Copy the part of the records that opens with the line containing "Where can the upper" and runs through the end of the records, switching "Show me" to "Mark" and leaving everything else unchanged.

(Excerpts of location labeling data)
-- START --

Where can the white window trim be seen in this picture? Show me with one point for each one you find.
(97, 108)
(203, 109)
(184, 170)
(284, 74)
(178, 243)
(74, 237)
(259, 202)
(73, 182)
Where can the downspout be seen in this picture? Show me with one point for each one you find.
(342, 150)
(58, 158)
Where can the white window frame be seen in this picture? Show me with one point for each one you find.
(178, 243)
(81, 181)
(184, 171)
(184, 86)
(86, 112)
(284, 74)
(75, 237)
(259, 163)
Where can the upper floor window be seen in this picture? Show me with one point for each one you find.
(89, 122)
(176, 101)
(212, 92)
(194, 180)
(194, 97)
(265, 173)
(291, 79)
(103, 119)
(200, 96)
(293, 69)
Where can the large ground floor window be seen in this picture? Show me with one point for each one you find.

-- END --

- [FULL RESPONSE]:
Where can the upper floor window be seen in this picture? Mark with one point for each one you find.
(89, 122)
(176, 101)
(212, 92)
(194, 180)
(194, 97)
(265, 173)
(291, 79)
(103, 119)
(200, 96)
(293, 69)
Where can the large ground floor window be seen in this picture? Mark with one point for each one you find.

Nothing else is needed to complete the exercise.